— start STORED RECORDS —

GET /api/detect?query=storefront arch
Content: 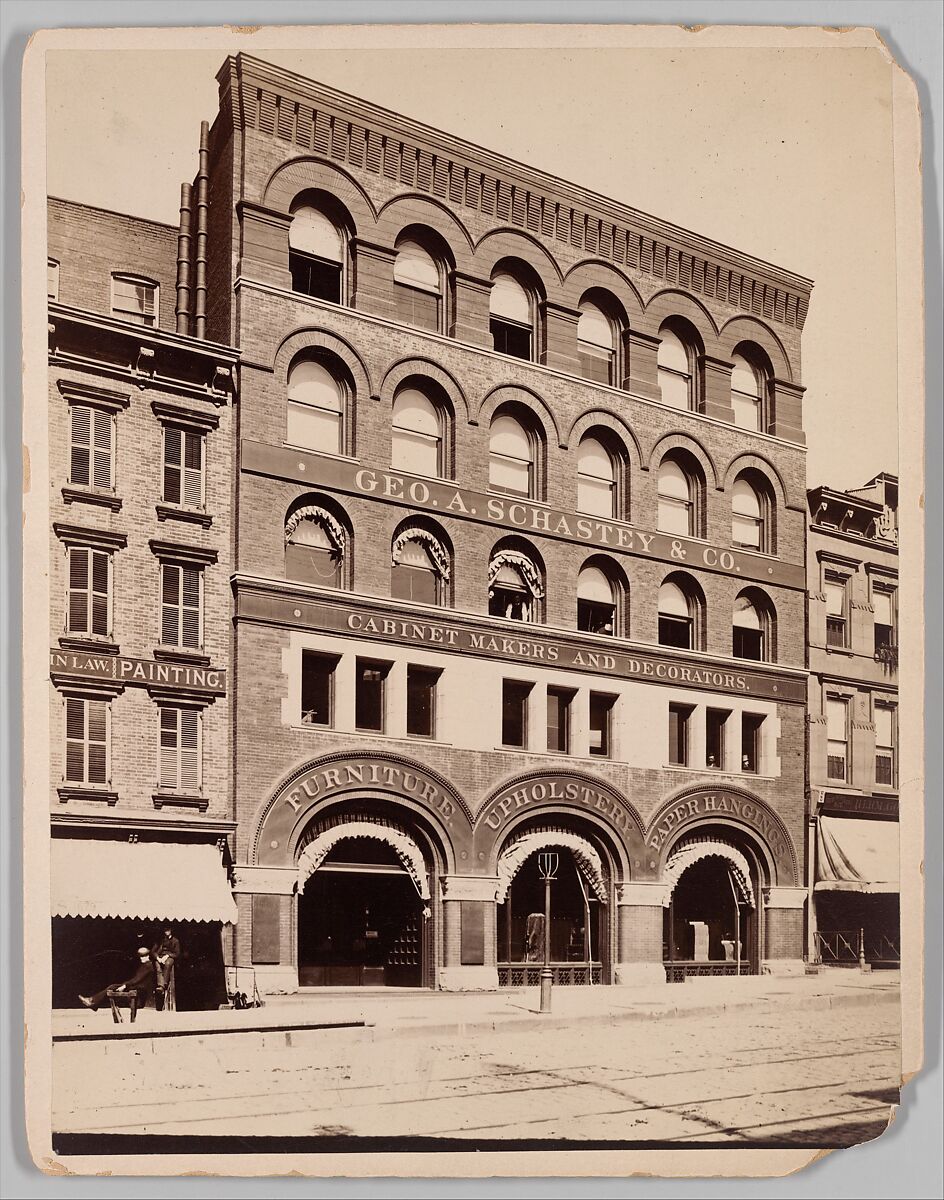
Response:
[661,820,771,983]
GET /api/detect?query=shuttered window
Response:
[68,546,112,637]
[158,708,202,793]
[161,563,203,649]
[164,425,204,509]
[70,404,115,491]
[66,696,108,784]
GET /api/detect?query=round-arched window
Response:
[393,239,443,334]
[288,204,345,304]
[285,359,348,454]
[391,388,443,476]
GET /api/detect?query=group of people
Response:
[79,926,180,1013]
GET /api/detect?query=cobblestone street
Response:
[53,988,900,1146]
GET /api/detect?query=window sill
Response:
[154,646,210,667]
[62,486,121,512]
[59,634,121,654]
[155,504,214,529]
[151,791,210,812]
[58,784,118,806]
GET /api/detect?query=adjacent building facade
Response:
[808,474,901,966]
[49,55,825,991]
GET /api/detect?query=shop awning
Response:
[814,816,898,892]
[50,838,236,925]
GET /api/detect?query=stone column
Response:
[450,271,492,350]
[698,354,734,425]
[537,300,581,374]
[763,888,807,976]
[439,875,498,991]
[623,329,662,400]
[233,865,299,995]
[351,238,397,320]
[614,881,666,986]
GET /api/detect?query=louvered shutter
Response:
[164,425,184,504]
[158,708,180,787]
[161,563,181,646]
[180,708,200,792]
[66,696,85,784]
[68,546,91,634]
[70,404,91,487]
[92,408,114,491]
[90,550,110,637]
[184,433,203,509]
[181,566,200,647]
[85,700,108,784]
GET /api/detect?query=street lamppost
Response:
[537,851,558,1013]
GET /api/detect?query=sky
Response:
[46,37,897,488]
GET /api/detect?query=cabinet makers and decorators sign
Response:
[49,649,227,696]
[236,583,806,704]
[242,442,806,588]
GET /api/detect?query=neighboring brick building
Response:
[48,199,236,1006]
[50,55,811,990]
[807,474,901,966]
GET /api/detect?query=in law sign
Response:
[49,649,227,696]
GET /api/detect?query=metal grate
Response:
[498,962,603,988]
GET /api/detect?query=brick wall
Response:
[47,198,178,330]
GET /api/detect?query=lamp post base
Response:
[541,967,554,1013]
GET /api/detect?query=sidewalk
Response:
[53,968,898,1044]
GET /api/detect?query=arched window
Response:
[285,359,349,454]
[285,504,348,588]
[488,550,545,622]
[577,300,617,386]
[659,580,698,650]
[488,413,536,497]
[577,434,619,517]
[659,457,698,538]
[657,329,696,409]
[577,563,617,636]
[390,526,451,605]
[393,239,443,334]
[488,271,534,361]
[391,388,443,478]
[730,475,770,553]
[732,592,771,662]
[288,204,345,304]
[730,354,766,431]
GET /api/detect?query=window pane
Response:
[407,666,439,738]
[285,401,342,454]
[354,659,390,733]
[301,650,337,725]
[288,205,344,263]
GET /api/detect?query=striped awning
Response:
[814,816,898,892]
[50,838,236,925]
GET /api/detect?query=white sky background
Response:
[47,40,897,487]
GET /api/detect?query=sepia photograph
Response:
[24,18,924,1174]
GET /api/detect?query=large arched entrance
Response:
[662,826,765,983]
[497,817,614,988]
[296,799,441,988]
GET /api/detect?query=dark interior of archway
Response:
[498,847,606,962]
[663,856,753,962]
[299,838,423,988]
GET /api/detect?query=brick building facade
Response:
[808,474,901,966]
[48,199,236,1006]
[50,55,811,990]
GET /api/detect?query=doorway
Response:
[297,838,429,988]
[662,856,757,983]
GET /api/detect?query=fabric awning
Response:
[813,816,898,892]
[50,838,236,925]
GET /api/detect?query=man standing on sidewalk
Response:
[79,946,155,1012]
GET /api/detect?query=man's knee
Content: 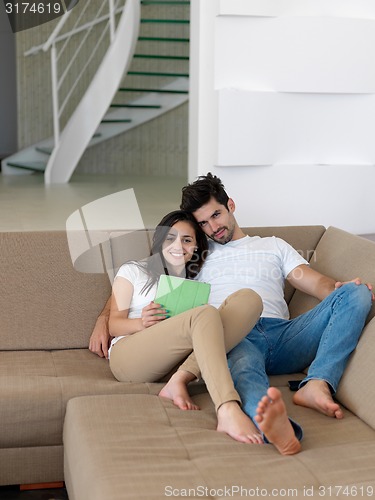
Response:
[227,288,263,315]
[342,283,372,313]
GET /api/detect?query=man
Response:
[90,173,374,455]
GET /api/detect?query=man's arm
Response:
[287,264,374,300]
[89,297,111,359]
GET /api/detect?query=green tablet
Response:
[154,274,211,316]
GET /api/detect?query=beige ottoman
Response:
[64,388,375,500]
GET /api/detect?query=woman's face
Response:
[163,221,197,269]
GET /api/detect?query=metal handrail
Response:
[24,0,123,146]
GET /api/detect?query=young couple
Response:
[90,174,374,455]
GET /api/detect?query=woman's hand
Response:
[141,302,169,328]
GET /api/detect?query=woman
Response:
[109,210,262,443]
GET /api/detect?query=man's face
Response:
[193,198,236,245]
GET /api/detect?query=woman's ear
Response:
[227,198,236,213]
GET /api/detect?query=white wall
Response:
[189,0,375,233]
[0,8,17,158]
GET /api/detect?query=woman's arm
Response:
[89,297,111,359]
[109,277,168,337]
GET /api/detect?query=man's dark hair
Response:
[180,172,229,212]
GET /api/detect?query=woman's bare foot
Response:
[254,387,301,455]
[217,401,263,444]
[159,370,199,410]
[293,379,344,419]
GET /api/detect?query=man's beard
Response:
[210,226,234,245]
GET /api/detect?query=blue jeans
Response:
[228,283,372,439]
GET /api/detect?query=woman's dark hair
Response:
[180,172,229,212]
[134,210,208,293]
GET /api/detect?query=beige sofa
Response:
[0,226,375,500]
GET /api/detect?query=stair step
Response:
[7,161,47,173]
[138,36,190,43]
[128,71,189,78]
[133,54,189,61]
[110,104,161,109]
[35,146,53,155]
[141,0,190,5]
[101,118,131,123]
[119,87,189,94]
[141,18,190,24]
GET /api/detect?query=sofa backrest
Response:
[289,227,375,429]
[0,231,111,350]
[289,227,375,320]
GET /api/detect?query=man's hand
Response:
[89,316,112,359]
[335,278,375,301]
[141,302,169,328]
[89,297,112,359]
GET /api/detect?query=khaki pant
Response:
[110,289,263,409]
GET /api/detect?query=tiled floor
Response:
[0,174,186,231]
[0,486,68,500]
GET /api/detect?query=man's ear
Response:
[227,198,236,213]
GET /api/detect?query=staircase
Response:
[2,0,190,184]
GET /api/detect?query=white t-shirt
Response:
[197,236,308,319]
[108,262,157,356]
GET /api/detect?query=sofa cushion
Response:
[0,231,110,350]
[337,318,375,429]
[64,388,375,500]
[0,349,162,449]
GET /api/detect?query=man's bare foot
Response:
[254,387,301,455]
[217,401,263,444]
[159,370,199,410]
[293,379,344,419]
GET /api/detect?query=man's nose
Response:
[173,236,182,250]
[210,221,220,233]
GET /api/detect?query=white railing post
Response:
[51,42,60,147]
[109,0,116,42]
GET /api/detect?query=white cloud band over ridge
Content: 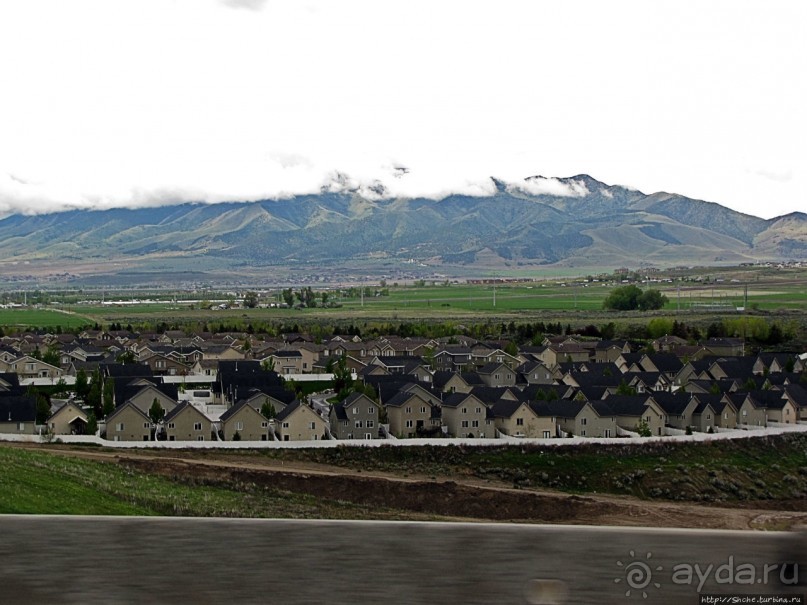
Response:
[0,0,807,218]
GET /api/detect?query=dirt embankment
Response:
[22,446,807,530]
[120,456,807,529]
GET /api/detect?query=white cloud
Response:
[221,0,266,11]
[0,0,807,216]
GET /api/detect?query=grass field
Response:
[0,447,430,519]
[0,309,94,328]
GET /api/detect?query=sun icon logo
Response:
[614,550,664,599]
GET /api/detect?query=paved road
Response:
[0,516,807,605]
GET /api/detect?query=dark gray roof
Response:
[163,401,207,422]
[275,399,303,422]
[652,391,692,416]
[605,395,649,416]
[0,395,36,422]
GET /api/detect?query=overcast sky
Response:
[0,0,807,218]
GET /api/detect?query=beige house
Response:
[268,349,303,375]
[329,393,381,439]
[538,342,589,367]
[8,355,64,380]
[106,403,152,441]
[140,353,191,376]
[124,380,177,414]
[0,395,37,435]
[384,390,441,437]
[604,395,667,437]
[163,401,216,441]
[219,400,269,441]
[48,401,87,435]
[275,401,328,441]
[442,393,496,439]
[490,399,557,439]
[476,362,516,387]
[737,390,798,428]
[552,401,617,438]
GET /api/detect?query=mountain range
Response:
[0,175,807,280]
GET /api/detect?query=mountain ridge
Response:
[0,174,807,276]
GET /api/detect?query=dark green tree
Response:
[73,368,90,400]
[84,410,98,435]
[85,368,104,418]
[149,397,165,424]
[103,378,115,416]
[261,399,277,420]
[36,393,50,424]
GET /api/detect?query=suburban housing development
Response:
[0,330,807,442]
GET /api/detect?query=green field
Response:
[0,268,807,328]
[0,446,430,519]
[0,309,94,329]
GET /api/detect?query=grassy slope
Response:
[237,434,807,502]
[0,447,428,519]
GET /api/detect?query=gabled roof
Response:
[100,363,154,378]
[471,386,519,404]
[384,391,431,408]
[651,391,692,416]
[219,400,263,422]
[163,401,210,422]
[106,401,152,426]
[746,391,787,410]
[490,399,535,418]
[605,395,650,416]
[275,399,310,422]
[0,395,36,422]
[693,393,726,414]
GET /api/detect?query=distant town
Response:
[0,325,807,445]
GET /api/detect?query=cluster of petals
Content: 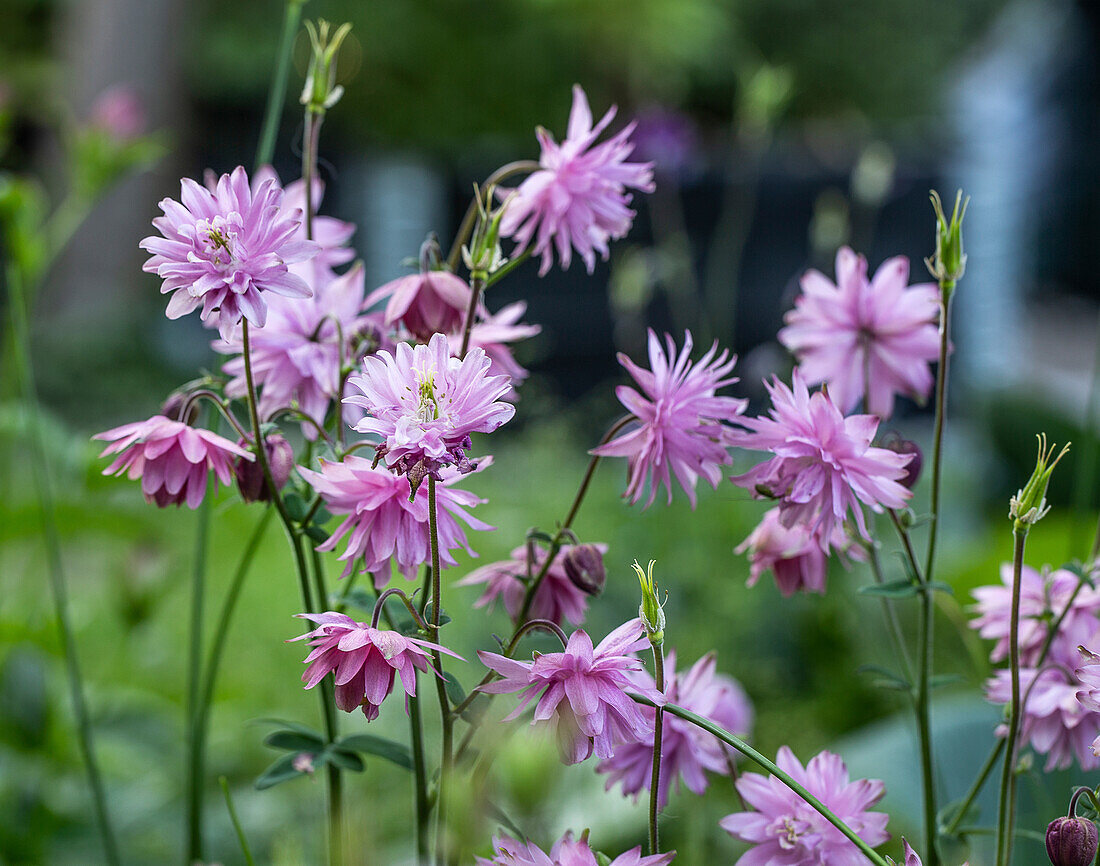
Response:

— end STORED RECORDS —

* **TASK**: Count the lines in the listing above that contain the string "dark", and reply with only that number.

* **FULL OUTPUT**: 5